(EXTRACTED MATERIAL)
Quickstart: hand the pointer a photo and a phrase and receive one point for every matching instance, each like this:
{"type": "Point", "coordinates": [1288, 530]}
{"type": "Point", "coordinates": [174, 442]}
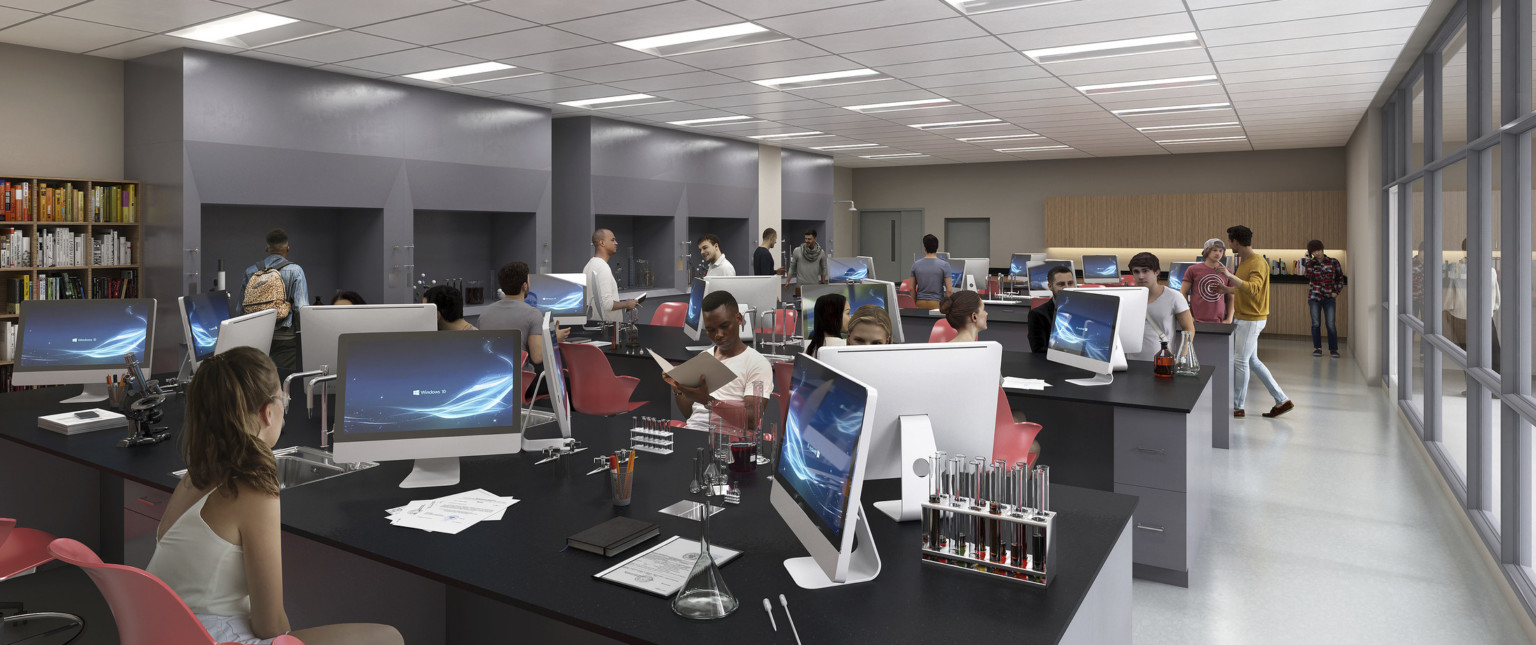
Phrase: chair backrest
{"type": "Point", "coordinates": [942, 332]}
{"type": "Point", "coordinates": [670, 314]}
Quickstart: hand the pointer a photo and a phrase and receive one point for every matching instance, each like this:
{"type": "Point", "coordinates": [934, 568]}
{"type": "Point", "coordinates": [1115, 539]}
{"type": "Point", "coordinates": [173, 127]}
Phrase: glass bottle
{"type": "Point", "coordinates": [1163, 363]}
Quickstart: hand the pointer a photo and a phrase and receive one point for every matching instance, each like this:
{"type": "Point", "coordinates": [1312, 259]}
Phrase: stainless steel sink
{"type": "Point", "coordinates": [298, 466]}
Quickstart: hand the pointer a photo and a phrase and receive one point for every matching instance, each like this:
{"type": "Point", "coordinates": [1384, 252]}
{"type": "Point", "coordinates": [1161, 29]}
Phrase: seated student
{"type": "Point", "coordinates": [512, 312]}
{"type": "Point", "coordinates": [220, 542]}
{"type": "Point", "coordinates": [722, 324]}
{"type": "Point", "coordinates": [1043, 317]}
{"type": "Point", "coordinates": [831, 315]}
{"type": "Point", "coordinates": [1168, 312]}
{"type": "Point", "coordinates": [450, 307]}
{"type": "Point", "coordinates": [347, 298]}
{"type": "Point", "coordinates": [870, 326]}
{"type": "Point", "coordinates": [966, 314]}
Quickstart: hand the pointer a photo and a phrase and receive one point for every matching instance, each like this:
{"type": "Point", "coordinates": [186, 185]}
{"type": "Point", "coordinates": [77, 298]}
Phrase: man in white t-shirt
{"type": "Point", "coordinates": [715, 258]}
{"type": "Point", "coordinates": [1168, 310]}
{"type": "Point", "coordinates": [722, 324]}
{"type": "Point", "coordinates": [602, 291]}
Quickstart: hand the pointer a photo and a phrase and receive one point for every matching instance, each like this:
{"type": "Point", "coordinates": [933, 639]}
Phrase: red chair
{"type": "Point", "coordinates": [942, 332]}
{"type": "Point", "coordinates": [670, 314]}
{"type": "Point", "coordinates": [145, 608]}
{"type": "Point", "coordinates": [1012, 441]}
{"type": "Point", "coordinates": [595, 389]}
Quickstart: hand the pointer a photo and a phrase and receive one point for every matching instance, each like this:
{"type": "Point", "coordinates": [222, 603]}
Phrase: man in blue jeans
{"type": "Point", "coordinates": [1324, 283]}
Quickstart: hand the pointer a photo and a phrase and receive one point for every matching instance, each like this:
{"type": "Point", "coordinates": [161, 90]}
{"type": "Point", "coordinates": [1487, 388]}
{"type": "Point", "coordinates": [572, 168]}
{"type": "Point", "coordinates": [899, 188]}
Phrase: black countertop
{"type": "Point", "coordinates": [519, 559]}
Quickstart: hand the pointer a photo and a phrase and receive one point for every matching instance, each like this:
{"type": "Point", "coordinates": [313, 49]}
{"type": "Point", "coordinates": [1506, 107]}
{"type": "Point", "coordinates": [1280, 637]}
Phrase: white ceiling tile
{"type": "Point", "coordinates": [652, 20]}
{"type": "Point", "coordinates": [518, 43]}
{"type": "Point", "coordinates": [334, 48]}
{"type": "Point", "coordinates": [149, 16]}
{"type": "Point", "coordinates": [66, 34]}
{"type": "Point", "coordinates": [447, 25]}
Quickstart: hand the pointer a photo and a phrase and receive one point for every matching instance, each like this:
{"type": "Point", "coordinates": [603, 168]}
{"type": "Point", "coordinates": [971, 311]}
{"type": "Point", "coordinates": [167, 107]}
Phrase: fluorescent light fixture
{"type": "Point", "coordinates": [1143, 86]}
{"type": "Point", "coordinates": [1171, 109]}
{"type": "Point", "coordinates": [951, 125]}
{"type": "Point", "coordinates": [825, 80]}
{"type": "Point", "coordinates": [790, 134]}
{"type": "Point", "coordinates": [986, 6]}
{"type": "Point", "coordinates": [1169, 142]}
{"type": "Point", "coordinates": [705, 122]}
{"type": "Point", "coordinates": [628, 100]}
{"type": "Point", "coordinates": [705, 40]}
{"type": "Point", "coordinates": [897, 106]}
{"type": "Point", "coordinates": [997, 137]}
{"type": "Point", "coordinates": [1134, 46]}
{"type": "Point", "coordinates": [1192, 126]}
{"type": "Point", "coordinates": [1032, 148]}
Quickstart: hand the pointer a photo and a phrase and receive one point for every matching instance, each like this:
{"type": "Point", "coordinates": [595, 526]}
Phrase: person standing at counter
{"type": "Point", "coordinates": [1042, 318]}
{"type": "Point", "coordinates": [931, 278]}
{"type": "Point", "coordinates": [220, 542]}
{"type": "Point", "coordinates": [1251, 312]}
{"type": "Point", "coordinates": [1206, 286]}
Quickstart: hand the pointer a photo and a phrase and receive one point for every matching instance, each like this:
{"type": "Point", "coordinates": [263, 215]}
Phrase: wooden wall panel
{"type": "Point", "coordinates": [1280, 220]}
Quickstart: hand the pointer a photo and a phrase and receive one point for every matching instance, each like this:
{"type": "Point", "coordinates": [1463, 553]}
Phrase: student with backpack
{"type": "Point", "coordinates": [277, 283]}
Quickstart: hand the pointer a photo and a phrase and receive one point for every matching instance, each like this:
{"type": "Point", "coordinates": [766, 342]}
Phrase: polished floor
{"type": "Point", "coordinates": [1327, 525]}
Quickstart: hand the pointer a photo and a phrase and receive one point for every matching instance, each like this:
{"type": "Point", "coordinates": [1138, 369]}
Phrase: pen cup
{"type": "Point", "coordinates": [622, 484]}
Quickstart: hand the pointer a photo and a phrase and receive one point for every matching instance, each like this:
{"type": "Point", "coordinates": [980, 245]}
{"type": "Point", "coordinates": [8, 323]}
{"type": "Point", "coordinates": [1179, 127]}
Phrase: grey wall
{"type": "Point", "coordinates": [60, 114]}
{"type": "Point", "coordinates": [1012, 194]}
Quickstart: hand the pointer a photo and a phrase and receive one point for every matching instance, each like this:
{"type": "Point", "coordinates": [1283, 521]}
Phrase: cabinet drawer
{"type": "Point", "coordinates": [1151, 456]}
{"type": "Point", "coordinates": [1160, 527]}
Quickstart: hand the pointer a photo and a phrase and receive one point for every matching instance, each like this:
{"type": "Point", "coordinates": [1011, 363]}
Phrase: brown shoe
{"type": "Point", "coordinates": [1280, 409]}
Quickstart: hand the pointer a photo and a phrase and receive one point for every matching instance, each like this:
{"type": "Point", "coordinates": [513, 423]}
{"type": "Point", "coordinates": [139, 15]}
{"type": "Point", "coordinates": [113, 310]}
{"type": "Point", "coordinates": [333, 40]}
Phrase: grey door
{"type": "Point", "coordinates": [893, 238]}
(End EXTRACTED MATERIAL)
Set the records down again word for word; the pictures stay out.

Quickstart: hand the pointer a photo and a phrase and receive one point for every matching instance, each like this:
{"type": "Point", "coordinates": [1288, 530]}
{"type": "Point", "coordinates": [174, 442]}
Phrase: chair backrest
{"type": "Point", "coordinates": [942, 332]}
{"type": "Point", "coordinates": [670, 314]}
Quickstart: hand the pointer a photo and a phrase and receive one point for every matching instance, each like this:
{"type": "Point", "coordinates": [934, 568]}
{"type": "Point", "coordinates": [1115, 539]}
{"type": "Point", "coordinates": [173, 127]}
Phrase: glass bottle
{"type": "Point", "coordinates": [1163, 363]}
Quickstart: hand the pointer a photo and a phrase and receive one point for every matching instance, each like this:
{"type": "Point", "coordinates": [1312, 259]}
Phrase: stainless steel sink
{"type": "Point", "coordinates": [298, 466]}
Quickstart: hand the pointer a photo and a phrase and receive one point for every matching instance, each like this:
{"type": "Point", "coordinates": [1384, 252]}
{"type": "Point", "coordinates": [1161, 29]}
Phrase: seated student
{"type": "Point", "coordinates": [512, 312]}
{"type": "Point", "coordinates": [220, 542]}
{"type": "Point", "coordinates": [722, 324]}
{"type": "Point", "coordinates": [1043, 317]}
{"type": "Point", "coordinates": [831, 315]}
{"type": "Point", "coordinates": [1168, 312]}
{"type": "Point", "coordinates": [450, 307]}
{"type": "Point", "coordinates": [347, 298]}
{"type": "Point", "coordinates": [870, 326]}
{"type": "Point", "coordinates": [966, 314]}
Quickstart: hand the pointer a photo and a phrase and receive one point for every matching instance, each like this:
{"type": "Point", "coordinates": [186, 185]}
{"type": "Point", "coordinates": [77, 298]}
Phrase: man in white t-shirt
{"type": "Point", "coordinates": [715, 258]}
{"type": "Point", "coordinates": [1168, 310]}
{"type": "Point", "coordinates": [722, 324]}
{"type": "Point", "coordinates": [602, 291]}
Quickstart: hand the pointer a photo and a phrase and receive one point for every matching instance, each like this:
{"type": "Point", "coordinates": [933, 639]}
Phrase: red chair
{"type": "Point", "coordinates": [942, 332]}
{"type": "Point", "coordinates": [670, 314]}
{"type": "Point", "coordinates": [145, 608]}
{"type": "Point", "coordinates": [1012, 441]}
{"type": "Point", "coordinates": [595, 389]}
Quickstart: hand the pointer a photo and a phrase and receive one point for every matching instance, each like this:
{"type": "Point", "coordinates": [222, 603]}
Phrase: man in blue jeans
{"type": "Point", "coordinates": [1324, 283]}
Quickstart: hand the pointer a photo and a phrase and receive one point for every matching instance, each like this:
{"type": "Point", "coordinates": [161, 90]}
{"type": "Point", "coordinates": [1487, 388]}
{"type": "Point", "coordinates": [572, 168]}
{"type": "Point", "coordinates": [899, 188]}
Phrase: black countertop
{"type": "Point", "coordinates": [519, 559]}
Quickstart: hand the pointer a photo and a phrase and receive one point for every matching instance, each like this:
{"type": "Point", "coordinates": [313, 49]}
{"type": "Point", "coordinates": [1506, 107]}
{"type": "Point", "coordinates": [1280, 637]}
Phrase: white ceiling tile
{"type": "Point", "coordinates": [652, 20]}
{"type": "Point", "coordinates": [518, 43]}
{"type": "Point", "coordinates": [334, 48]}
{"type": "Point", "coordinates": [149, 16]}
{"type": "Point", "coordinates": [66, 34]}
{"type": "Point", "coordinates": [447, 25]}
Quickstart: hand the pointer a photo and a phrase and receive one point for every matching instance, each like this:
{"type": "Point", "coordinates": [603, 168]}
{"type": "Point", "coordinates": [971, 311]}
{"type": "Point", "coordinates": [167, 107]}
Phrase: fluorescent light fixture
{"type": "Point", "coordinates": [1143, 86]}
{"type": "Point", "coordinates": [1171, 109]}
{"type": "Point", "coordinates": [951, 125]}
{"type": "Point", "coordinates": [825, 80]}
{"type": "Point", "coordinates": [790, 134]}
{"type": "Point", "coordinates": [986, 6]}
{"type": "Point", "coordinates": [1169, 142]}
{"type": "Point", "coordinates": [705, 122]}
{"type": "Point", "coordinates": [628, 100]}
{"type": "Point", "coordinates": [705, 40]}
{"type": "Point", "coordinates": [897, 106]}
{"type": "Point", "coordinates": [997, 137]}
{"type": "Point", "coordinates": [1134, 46]}
{"type": "Point", "coordinates": [1192, 126]}
{"type": "Point", "coordinates": [1032, 148]}
Quickstart: hand the pointer a photo and a phrase and receive one point for every matching instance, each like this:
{"type": "Point", "coordinates": [595, 526]}
Phrase: person standing at counter
{"type": "Point", "coordinates": [1042, 318]}
{"type": "Point", "coordinates": [931, 278]}
{"type": "Point", "coordinates": [220, 542]}
{"type": "Point", "coordinates": [1251, 312]}
{"type": "Point", "coordinates": [1206, 286]}
Quickstart: hand the pointer a photo and a phrase and receive one point for every matching instance, each like this:
{"type": "Point", "coordinates": [263, 215]}
Phrase: wooden wall panel
{"type": "Point", "coordinates": [1280, 220]}
Quickstart: hand the pointer a photo and a phrase and receive one point for every matching instance, each like this:
{"type": "Point", "coordinates": [1463, 553]}
Phrase: student with backpack
{"type": "Point", "coordinates": [277, 283]}
Quickstart: hand the pointer a photo and a phrase and receive one point for every matching instance, each like this:
{"type": "Point", "coordinates": [766, 342]}
Phrase: polished floor
{"type": "Point", "coordinates": [1327, 525]}
Quickstart: hand the pointer a photo and a phrase and receive one point for every matching instance, each like this:
{"type": "Point", "coordinates": [1138, 369]}
Phrase: pen cup
{"type": "Point", "coordinates": [622, 484]}
Quickstart: hand the pointer a photo and a phrase and receive one point for every matching instance, each like this:
{"type": "Point", "coordinates": [980, 245]}
{"type": "Point", "coordinates": [8, 323]}
{"type": "Point", "coordinates": [1179, 127]}
Phrase: grey wall
{"type": "Point", "coordinates": [60, 114]}
{"type": "Point", "coordinates": [1012, 194]}
Quickstart: hand the pointer a photo and a phrase and receive one point for every matching instance, each like this:
{"type": "Point", "coordinates": [1283, 521]}
Phrase: cabinet drawer
{"type": "Point", "coordinates": [1151, 456]}
{"type": "Point", "coordinates": [1160, 527]}
Quickstart: hand the pointer a photo and a phrase and receive one point for every matching instance, each like this:
{"type": "Point", "coordinates": [1011, 363]}
Phrase: brown shoe
{"type": "Point", "coordinates": [1280, 409]}
Quickstart: hand the pointer a photo and a phrase and receive one point for every matching instance, each like this:
{"type": "Point", "coordinates": [513, 423]}
{"type": "Point", "coordinates": [139, 15]}
{"type": "Point", "coordinates": [113, 310]}
{"type": "Point", "coordinates": [333, 40]}
Phrase: grey door
{"type": "Point", "coordinates": [893, 238]}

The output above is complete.